■ **What to work on**
Write out the entries below once more, exactly, with the pictures left out.

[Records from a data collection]
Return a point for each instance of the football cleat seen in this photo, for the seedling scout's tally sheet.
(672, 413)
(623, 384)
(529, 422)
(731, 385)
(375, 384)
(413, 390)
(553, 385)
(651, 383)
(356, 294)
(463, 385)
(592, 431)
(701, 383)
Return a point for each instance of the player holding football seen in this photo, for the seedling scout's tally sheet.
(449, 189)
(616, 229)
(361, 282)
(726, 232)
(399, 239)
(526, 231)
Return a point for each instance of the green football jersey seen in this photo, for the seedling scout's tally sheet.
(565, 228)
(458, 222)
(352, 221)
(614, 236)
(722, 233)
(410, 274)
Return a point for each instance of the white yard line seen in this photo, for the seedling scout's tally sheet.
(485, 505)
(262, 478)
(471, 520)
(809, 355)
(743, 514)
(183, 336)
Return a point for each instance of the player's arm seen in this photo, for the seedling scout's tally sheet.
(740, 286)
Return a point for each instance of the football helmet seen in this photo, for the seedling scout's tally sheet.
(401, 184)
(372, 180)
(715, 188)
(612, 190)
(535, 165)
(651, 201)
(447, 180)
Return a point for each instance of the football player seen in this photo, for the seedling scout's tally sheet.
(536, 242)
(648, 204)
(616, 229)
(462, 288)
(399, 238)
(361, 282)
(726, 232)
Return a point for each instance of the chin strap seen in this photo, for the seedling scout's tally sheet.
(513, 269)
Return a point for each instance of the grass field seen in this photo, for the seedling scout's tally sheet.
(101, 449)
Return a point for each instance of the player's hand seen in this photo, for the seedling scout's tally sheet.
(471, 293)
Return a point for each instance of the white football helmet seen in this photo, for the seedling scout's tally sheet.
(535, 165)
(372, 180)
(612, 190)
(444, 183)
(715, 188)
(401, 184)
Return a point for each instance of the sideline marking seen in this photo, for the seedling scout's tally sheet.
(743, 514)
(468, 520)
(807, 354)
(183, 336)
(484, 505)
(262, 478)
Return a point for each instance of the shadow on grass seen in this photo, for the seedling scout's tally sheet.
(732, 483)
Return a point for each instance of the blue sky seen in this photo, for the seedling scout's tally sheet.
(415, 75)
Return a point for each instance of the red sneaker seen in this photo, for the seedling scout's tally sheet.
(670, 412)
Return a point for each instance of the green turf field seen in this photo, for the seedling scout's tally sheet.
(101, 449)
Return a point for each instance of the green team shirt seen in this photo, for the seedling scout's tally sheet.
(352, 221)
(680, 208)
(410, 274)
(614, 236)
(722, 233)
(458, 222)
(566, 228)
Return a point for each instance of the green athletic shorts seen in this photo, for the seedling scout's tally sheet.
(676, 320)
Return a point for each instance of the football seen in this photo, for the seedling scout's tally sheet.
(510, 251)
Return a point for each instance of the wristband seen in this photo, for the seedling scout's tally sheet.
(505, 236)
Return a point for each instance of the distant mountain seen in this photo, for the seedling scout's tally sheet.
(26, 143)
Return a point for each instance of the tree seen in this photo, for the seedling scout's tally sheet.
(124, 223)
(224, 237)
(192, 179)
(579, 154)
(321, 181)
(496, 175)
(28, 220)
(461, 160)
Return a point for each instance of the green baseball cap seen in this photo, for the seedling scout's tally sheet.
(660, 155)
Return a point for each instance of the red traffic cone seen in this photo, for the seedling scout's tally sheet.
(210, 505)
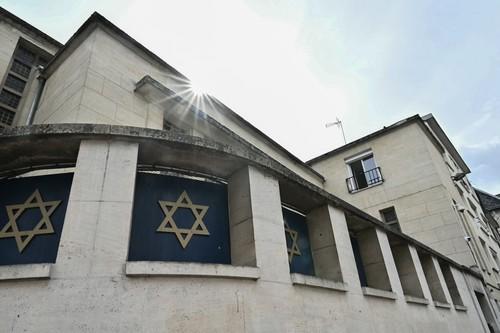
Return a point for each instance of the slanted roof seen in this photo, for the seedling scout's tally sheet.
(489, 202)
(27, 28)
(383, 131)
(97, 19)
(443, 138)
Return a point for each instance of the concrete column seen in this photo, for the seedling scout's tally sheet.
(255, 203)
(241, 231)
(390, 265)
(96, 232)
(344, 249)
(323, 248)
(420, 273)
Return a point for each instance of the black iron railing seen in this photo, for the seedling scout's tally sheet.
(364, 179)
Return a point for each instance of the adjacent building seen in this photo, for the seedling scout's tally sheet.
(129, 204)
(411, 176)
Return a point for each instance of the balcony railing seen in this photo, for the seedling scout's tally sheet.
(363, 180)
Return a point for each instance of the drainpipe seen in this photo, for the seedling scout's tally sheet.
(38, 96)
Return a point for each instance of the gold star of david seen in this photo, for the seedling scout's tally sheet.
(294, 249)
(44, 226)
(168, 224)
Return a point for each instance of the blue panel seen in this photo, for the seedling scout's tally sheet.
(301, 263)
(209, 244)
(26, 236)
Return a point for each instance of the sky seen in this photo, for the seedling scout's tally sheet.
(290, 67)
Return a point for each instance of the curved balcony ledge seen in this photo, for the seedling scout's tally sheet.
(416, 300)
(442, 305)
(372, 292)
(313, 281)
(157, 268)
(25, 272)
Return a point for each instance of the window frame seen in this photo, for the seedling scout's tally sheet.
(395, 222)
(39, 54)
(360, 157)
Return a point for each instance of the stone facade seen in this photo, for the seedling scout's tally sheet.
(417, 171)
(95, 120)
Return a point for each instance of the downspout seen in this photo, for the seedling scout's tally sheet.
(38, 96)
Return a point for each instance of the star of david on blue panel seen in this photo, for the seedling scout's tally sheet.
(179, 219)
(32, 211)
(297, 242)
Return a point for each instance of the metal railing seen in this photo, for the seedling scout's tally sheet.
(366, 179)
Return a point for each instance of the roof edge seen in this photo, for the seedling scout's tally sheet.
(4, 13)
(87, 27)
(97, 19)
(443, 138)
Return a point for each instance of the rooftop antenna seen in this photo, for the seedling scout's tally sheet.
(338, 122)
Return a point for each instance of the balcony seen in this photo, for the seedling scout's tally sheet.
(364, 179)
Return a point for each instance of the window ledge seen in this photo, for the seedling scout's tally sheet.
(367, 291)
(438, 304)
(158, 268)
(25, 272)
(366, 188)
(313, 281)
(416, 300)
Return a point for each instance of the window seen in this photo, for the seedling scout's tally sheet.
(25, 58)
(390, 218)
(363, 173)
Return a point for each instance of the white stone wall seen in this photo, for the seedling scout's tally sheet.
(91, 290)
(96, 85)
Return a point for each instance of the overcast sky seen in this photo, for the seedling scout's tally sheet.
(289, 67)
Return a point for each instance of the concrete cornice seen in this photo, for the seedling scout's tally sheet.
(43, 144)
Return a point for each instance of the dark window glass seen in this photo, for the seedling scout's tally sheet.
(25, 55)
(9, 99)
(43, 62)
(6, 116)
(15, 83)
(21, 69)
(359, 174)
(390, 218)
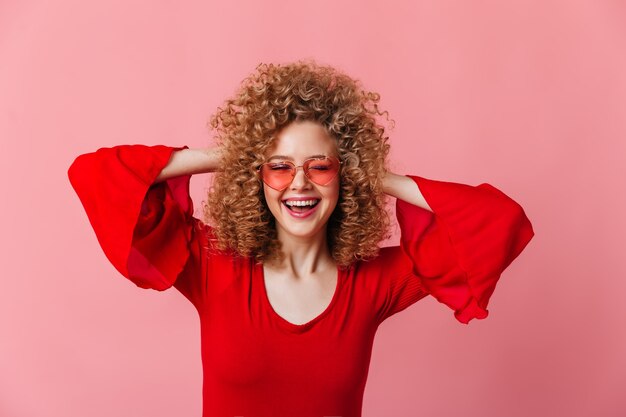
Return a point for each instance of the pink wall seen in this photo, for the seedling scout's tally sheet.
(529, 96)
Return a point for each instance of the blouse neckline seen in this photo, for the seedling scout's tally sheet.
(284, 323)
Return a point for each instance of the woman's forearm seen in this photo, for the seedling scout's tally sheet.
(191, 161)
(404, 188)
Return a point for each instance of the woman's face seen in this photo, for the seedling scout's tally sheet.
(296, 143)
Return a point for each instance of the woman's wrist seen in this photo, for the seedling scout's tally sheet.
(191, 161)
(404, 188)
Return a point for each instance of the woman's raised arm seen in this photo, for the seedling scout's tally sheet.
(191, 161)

■ **The output**
Return a point for each instance of the football cleat seen in this photo, for the seedling scout's tally sheet.
(672, 413)
(623, 384)
(529, 422)
(731, 385)
(375, 384)
(413, 390)
(553, 385)
(651, 383)
(356, 294)
(463, 385)
(592, 431)
(701, 383)
Return a point for each instance of the player holding football seen in this photo, for the seedling scout's tally sheet.
(449, 189)
(616, 229)
(361, 282)
(726, 232)
(399, 239)
(526, 231)
Return a point for each instance of the green football jersey seen in this photo, for the seedling scout's tally sheet.
(565, 228)
(458, 222)
(352, 221)
(614, 236)
(722, 233)
(410, 274)
Return a point for each instance of the white yard line seen in this photo, for the seedling scout's tally sheet.
(485, 505)
(262, 478)
(471, 520)
(809, 355)
(743, 514)
(183, 336)
Return a point for each instance of the player's arm seen in this photo, for the seedling scout's tally sheet.
(740, 286)
Return a point for each instance of the football helmet seen in this photo, for the seedling scout's tally sheet.
(401, 184)
(372, 180)
(715, 188)
(612, 190)
(535, 165)
(651, 201)
(447, 180)
Return a point for each instance of the football player seen in this photo, for the seedling scout's tally sheet.
(536, 242)
(648, 204)
(616, 229)
(462, 288)
(399, 238)
(361, 282)
(726, 232)
Return a point for each instance of the chin strap seen in this photo, for the seedling scout's tally sheet.
(513, 269)
Return a point for each instance of the grass field seen in this photo, for the seedling scout's tally sheet.
(101, 449)
Return a point for each instance of the player's hand seen in this photo, for the seedling scout's tally sheet.
(471, 293)
Return a point for each instance of the white football helmet seen in this photo, for the seedling scout's tally sheet.
(535, 165)
(372, 180)
(612, 190)
(444, 183)
(715, 188)
(401, 184)
Return a point for each instance of the sideline marking seen in this photo, for the seedling scout's tally sheet.
(743, 514)
(468, 520)
(807, 354)
(183, 336)
(484, 505)
(262, 478)
Return a point for each instance of the shadow on grass seen in this photo, for the seedling scout's tally sheet.
(732, 483)
Return a point for each instance of the blue sky seen in this photo, for the seedling scout's tally sheet.
(415, 75)
Return a point for each instance of the red sneaker seen in this photo, for the seedling scout's tally sheet.
(670, 412)
Return a point for each instance of the green turf field seen in this photo, for the seedling scout's tally sheet.
(101, 449)
Return a point for each instance of the green team shirt seen in this photo, for the seedling scout's tally sheet.
(352, 221)
(680, 208)
(410, 274)
(614, 236)
(722, 233)
(458, 222)
(566, 228)
Return a point for each instance of the green athletic shorts seen in this photo, for the seedling scout's tally sheet.
(676, 320)
Return a point for each instance of the football seen in this photo, for the seedling scout's tally sheet.
(510, 251)
Return a point for each instance of the wristband seen in this photo, for the seedling scout's tally sheet.
(505, 236)
Return a point for each instance of the distant mountain seen in this photo, for the seedling scout's tally sheet.
(26, 143)
Return a point for each instance of the tree seen in this photo, for the seedling scout's tally sheet.
(124, 223)
(224, 237)
(192, 179)
(579, 154)
(321, 181)
(496, 175)
(28, 220)
(461, 160)
Return a point for each instance of the green baseball cap seen in this photo, for the seedling scout's tally sheet.
(660, 155)
Return a point for each instance of the red traffic cone seen in this photo, for the seedling scout's tally sheet.
(210, 505)
Return a point for each instance of the slanted roof seen in this photo, for the seedling scout's tally sheet.
(489, 202)
(27, 28)
(383, 131)
(97, 19)
(443, 138)
Return a point for each instance of the concrete column seen in this photo, for the seedling scout's tally sheet.
(255, 203)
(241, 231)
(390, 265)
(96, 232)
(344, 249)
(323, 248)
(420, 273)
Return a point for each instance of the black iron railing seen in this photo, for the seedling scout's tally sheet.
(364, 179)
Return a point for each instance of the adjacent building seen in this photo, for the seedling scout's tally sheet.
(129, 204)
(411, 176)
Return a point for each instance of the balcony railing seen in this photo, for the seedling scout's tally sheet.
(363, 180)
Return a point for each instance of the drainpipe seen in this photo, for the seedling scout's tally sheet.
(38, 96)
Return a point for each instance of the gold star of david seen in this photo, for the seedling scout's tally sheet.
(294, 249)
(44, 226)
(168, 224)
Return a point for each instance of the blue panel seen in this photo, for the seedling scout's tally sheet.
(301, 263)
(209, 244)
(26, 236)
Return a point for each instance of the sky seen in this photo, for the seedling scout's tally sheet.
(290, 67)
Return a point for each instance of the curved balcony ledge seen in this photo, for the seedling scout's tally sheet.
(416, 300)
(442, 305)
(372, 292)
(313, 281)
(157, 268)
(25, 272)
Return a point for each instance of the window frame seen in this photo, for the seedling scout's tally sheet.
(395, 222)
(39, 54)
(360, 157)
Return a point for each instance of the stone facade seen in this photo, for the seedling scout's tally sheet.
(417, 171)
(95, 120)
Return a point for each instance of the downspout seen in this photo, for the seedling scout's tally sheet.
(38, 96)
Return a point for each instance of the star of david on blue panel seen in this photo, for the seedling scout's tally sheet.
(179, 219)
(32, 211)
(297, 242)
Return a point for each instance of the metal railing seen in this photo, for the seedling scout's tally sheet.
(366, 179)
Return a point for each instance of the roof edge seen in this photo, for the seedling scout's tally sheet.
(4, 13)
(87, 27)
(97, 19)
(443, 138)
Return a point for each instance of the rooftop antenna seen in this photo, for the seedling scout's tally sheet.
(338, 122)
Return a point for each instance of the balcony seen in this photo, for the seedling scout's tally sheet.
(364, 179)
Return a point for each instance of the window ledge seen in this photo, for the seedling scout's tally sheet.
(367, 291)
(438, 304)
(158, 268)
(25, 272)
(366, 188)
(313, 281)
(416, 300)
Return a point for each instance of the window seen in this photo, for the seedling scout's tally sheet.
(25, 58)
(390, 218)
(363, 173)
Return a point for each instance of the white stone wall seen in this photo, for the seedling scout's tally sheet.
(91, 290)
(96, 85)
Return a point for each instance of the overcast sky seen in this photo, for the seedling scout's tally sheet.
(289, 67)
Return a point for each instance of the concrete cornice seen in this photo, for the seedling scout's tally sheet.
(43, 144)
Return a point for each instance of the dark window glass seen in this photo, for the seedling scout's tally sheet.
(25, 55)
(9, 99)
(43, 62)
(6, 116)
(15, 83)
(21, 69)
(359, 174)
(390, 218)
Return a point for each instance of the pink wall seen in this photo, for the seedling scout's tally sheet.
(529, 96)
Return a point for each instance of the blouse neckline seen in this photo, for the seedling scout's tally sheet.
(284, 323)
Return a point for each instance of the woman's forearm seen in this photo, for the seedling scout's tally sheet.
(191, 161)
(404, 188)
Return a point for each instance of the woman's face seen in this photo, for the seedling scout's tally sheet.
(296, 143)
Return a point for each instance of the woman's wrist seen in this photo, for the seedling scout's tally sheet.
(191, 161)
(404, 188)
Return a point for each instance of the woman's raised arm seen in this photo, for the seedling scout's tally sheet.
(191, 161)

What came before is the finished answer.